*Task instructions*. Set down each entry from the block beneath, exactly as written.

━━━ Source data ━━━

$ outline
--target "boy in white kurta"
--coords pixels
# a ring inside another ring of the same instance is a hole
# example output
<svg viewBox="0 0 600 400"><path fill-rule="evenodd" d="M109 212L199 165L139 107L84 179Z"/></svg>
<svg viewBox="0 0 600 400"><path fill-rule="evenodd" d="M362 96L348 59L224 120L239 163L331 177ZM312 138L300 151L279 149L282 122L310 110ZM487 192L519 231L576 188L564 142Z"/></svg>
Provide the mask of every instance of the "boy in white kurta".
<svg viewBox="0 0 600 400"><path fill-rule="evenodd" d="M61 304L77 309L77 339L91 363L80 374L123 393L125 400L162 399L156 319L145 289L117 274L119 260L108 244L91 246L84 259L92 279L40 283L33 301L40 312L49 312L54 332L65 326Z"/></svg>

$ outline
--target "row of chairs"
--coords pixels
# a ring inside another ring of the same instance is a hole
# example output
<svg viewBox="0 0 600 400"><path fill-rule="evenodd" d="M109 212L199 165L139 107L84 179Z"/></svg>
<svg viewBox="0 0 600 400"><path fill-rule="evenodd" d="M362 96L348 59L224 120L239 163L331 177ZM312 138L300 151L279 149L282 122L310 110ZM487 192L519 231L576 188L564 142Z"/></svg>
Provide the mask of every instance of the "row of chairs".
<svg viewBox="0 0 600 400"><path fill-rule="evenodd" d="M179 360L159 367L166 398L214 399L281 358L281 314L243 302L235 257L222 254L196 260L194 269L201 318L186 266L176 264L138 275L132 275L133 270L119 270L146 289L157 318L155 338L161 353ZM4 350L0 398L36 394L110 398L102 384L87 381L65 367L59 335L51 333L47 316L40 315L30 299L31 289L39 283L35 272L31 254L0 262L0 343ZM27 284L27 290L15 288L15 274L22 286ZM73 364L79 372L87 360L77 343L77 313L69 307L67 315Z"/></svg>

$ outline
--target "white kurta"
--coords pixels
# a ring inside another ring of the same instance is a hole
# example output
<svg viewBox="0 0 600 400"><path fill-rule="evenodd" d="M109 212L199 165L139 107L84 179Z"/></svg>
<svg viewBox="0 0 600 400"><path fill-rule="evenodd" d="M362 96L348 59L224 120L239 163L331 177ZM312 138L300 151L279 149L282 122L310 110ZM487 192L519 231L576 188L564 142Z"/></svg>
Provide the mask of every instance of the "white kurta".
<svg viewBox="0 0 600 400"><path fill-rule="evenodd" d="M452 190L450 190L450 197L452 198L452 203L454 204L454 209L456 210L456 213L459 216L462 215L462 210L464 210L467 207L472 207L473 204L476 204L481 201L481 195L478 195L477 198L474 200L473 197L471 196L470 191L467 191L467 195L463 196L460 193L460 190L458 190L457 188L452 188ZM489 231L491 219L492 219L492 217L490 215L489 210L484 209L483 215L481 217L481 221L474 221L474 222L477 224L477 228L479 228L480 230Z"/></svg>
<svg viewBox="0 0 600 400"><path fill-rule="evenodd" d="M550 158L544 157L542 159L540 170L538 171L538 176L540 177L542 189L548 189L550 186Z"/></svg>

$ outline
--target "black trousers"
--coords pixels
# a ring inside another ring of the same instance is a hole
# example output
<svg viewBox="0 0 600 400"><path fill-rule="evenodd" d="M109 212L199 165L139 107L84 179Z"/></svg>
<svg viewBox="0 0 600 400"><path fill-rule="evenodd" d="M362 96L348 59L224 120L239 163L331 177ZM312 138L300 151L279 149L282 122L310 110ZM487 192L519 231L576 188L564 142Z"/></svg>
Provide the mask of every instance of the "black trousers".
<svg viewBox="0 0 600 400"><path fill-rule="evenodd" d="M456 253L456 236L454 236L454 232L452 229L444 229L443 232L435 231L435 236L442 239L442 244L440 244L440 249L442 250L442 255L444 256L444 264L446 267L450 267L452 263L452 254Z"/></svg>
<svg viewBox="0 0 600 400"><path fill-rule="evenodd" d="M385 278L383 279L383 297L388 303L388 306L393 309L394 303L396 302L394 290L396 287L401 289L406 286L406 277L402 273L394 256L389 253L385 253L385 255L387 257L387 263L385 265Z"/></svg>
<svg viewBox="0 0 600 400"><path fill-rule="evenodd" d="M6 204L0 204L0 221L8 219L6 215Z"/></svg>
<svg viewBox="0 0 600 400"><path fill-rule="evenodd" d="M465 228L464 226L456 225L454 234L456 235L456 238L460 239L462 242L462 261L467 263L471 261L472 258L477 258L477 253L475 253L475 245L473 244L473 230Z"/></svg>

━━━

*Written reply*.
$ outline
--target "boy in white kurta"
--coords pixels
# a ring inside another ring of the same instance is a hole
# example output
<svg viewBox="0 0 600 400"><path fill-rule="evenodd" d="M109 212L199 165L139 107L84 179Z"/></svg>
<svg viewBox="0 0 600 400"><path fill-rule="evenodd" d="M362 96L348 59L224 120L239 163L331 177ZM312 138L300 151L279 149L282 122L310 110ZM487 192L519 231L576 188L564 142Z"/></svg>
Provide the mask of every instance of the "boy in white kurta".
<svg viewBox="0 0 600 400"><path fill-rule="evenodd" d="M61 304L77 309L77 339L91 363L80 374L123 393L125 400L162 399L156 319L145 289L117 274L119 260L108 244L91 246L84 259L92 279L40 283L33 301L40 312L49 312L54 332L65 326Z"/></svg>

$ outline
--target "row of chairs"
--coords pixels
# a ring inside another ring of the same instance is a hole
# example output
<svg viewBox="0 0 600 400"><path fill-rule="evenodd" d="M109 212L199 165L139 107L84 179Z"/></svg>
<svg viewBox="0 0 600 400"><path fill-rule="evenodd" d="M362 96L348 59L224 120L239 163L331 177ZM312 138L300 151L279 149L282 122L310 110ZM487 192L519 231L576 188L564 142Z"/></svg>
Provide the mask of every instance of the "row of chairs".
<svg viewBox="0 0 600 400"><path fill-rule="evenodd" d="M179 360L159 367L166 398L214 399L281 358L281 314L243 302L235 257L222 254L196 260L194 269L201 318L186 266L176 264L138 275L132 275L133 270L119 270L146 289L157 318L155 338L161 353ZM4 350L0 398L36 394L110 398L102 384L87 381L65 367L59 335L51 333L47 316L40 315L30 299L31 289L39 283L35 272L31 254L0 262L0 343ZM27 284L27 290L15 288L15 274L22 286ZM73 364L79 372L87 360L77 343L77 313L69 307L67 315Z"/></svg>

$ outline
--target "white kurta"
--coords pixels
# a ring inside another ring of the same instance is a hole
# example output
<svg viewBox="0 0 600 400"><path fill-rule="evenodd" d="M109 212L199 165L139 107L84 179Z"/></svg>
<svg viewBox="0 0 600 400"><path fill-rule="evenodd" d="M362 96L348 59L224 120L239 163L331 177ZM312 138L300 151L279 149L282 122L310 110ZM487 192L519 231L576 188L564 142Z"/></svg>
Provide the mask of every instance of the "white kurta".
<svg viewBox="0 0 600 400"><path fill-rule="evenodd" d="M452 190L450 190L450 197L452 198L452 203L454 204L454 209L456 210L456 213L459 216L462 215L462 210L464 210L467 207L472 207L473 204L476 204L481 201L481 195L478 195L477 198L474 200L473 197L471 196L470 191L467 191L467 195L463 196L460 193L460 190L458 190L457 188L452 188ZM489 231L491 219L492 219L492 217L490 215L489 210L484 209L483 215L481 217L481 221L474 221L474 222L477 224L477 228L479 228L480 230Z"/></svg>
<svg viewBox="0 0 600 400"><path fill-rule="evenodd" d="M550 158L544 157L542 159L540 170L538 171L538 176L540 177L542 189L548 189L550 186Z"/></svg>

$ outline
--target "black trousers"
--coords pixels
# a ring inside another ring of the same instance is a hole
# example output
<svg viewBox="0 0 600 400"><path fill-rule="evenodd" d="M109 212L199 165L139 107L84 179Z"/></svg>
<svg viewBox="0 0 600 400"><path fill-rule="evenodd" d="M362 96L348 59L224 120L239 163L331 177ZM312 138L300 151L279 149L282 122L310 110ZM487 192L519 231L576 188L564 142Z"/></svg>
Provide the mask of every instance of the "black trousers".
<svg viewBox="0 0 600 400"><path fill-rule="evenodd" d="M456 253L456 236L454 236L454 232L452 229L444 229L443 232L435 231L435 236L442 239L442 244L440 244L440 249L442 250L442 255L444 256L444 264L446 267L450 267L452 263L452 254Z"/></svg>
<svg viewBox="0 0 600 400"><path fill-rule="evenodd" d="M385 278L383 279L383 297L388 303L388 306L393 309L394 303L396 302L394 290L396 287L401 289L406 286L406 277L402 273L394 256L389 253L385 253L385 255L387 257L387 263L385 265Z"/></svg>
<svg viewBox="0 0 600 400"><path fill-rule="evenodd" d="M6 204L0 204L0 221L8 219L6 215Z"/></svg>
<svg viewBox="0 0 600 400"><path fill-rule="evenodd" d="M465 228L464 226L456 225L454 234L456 235L456 238L460 239L462 242L462 261L467 263L471 261L472 258L477 258L477 253L475 253L475 245L473 244L473 230Z"/></svg>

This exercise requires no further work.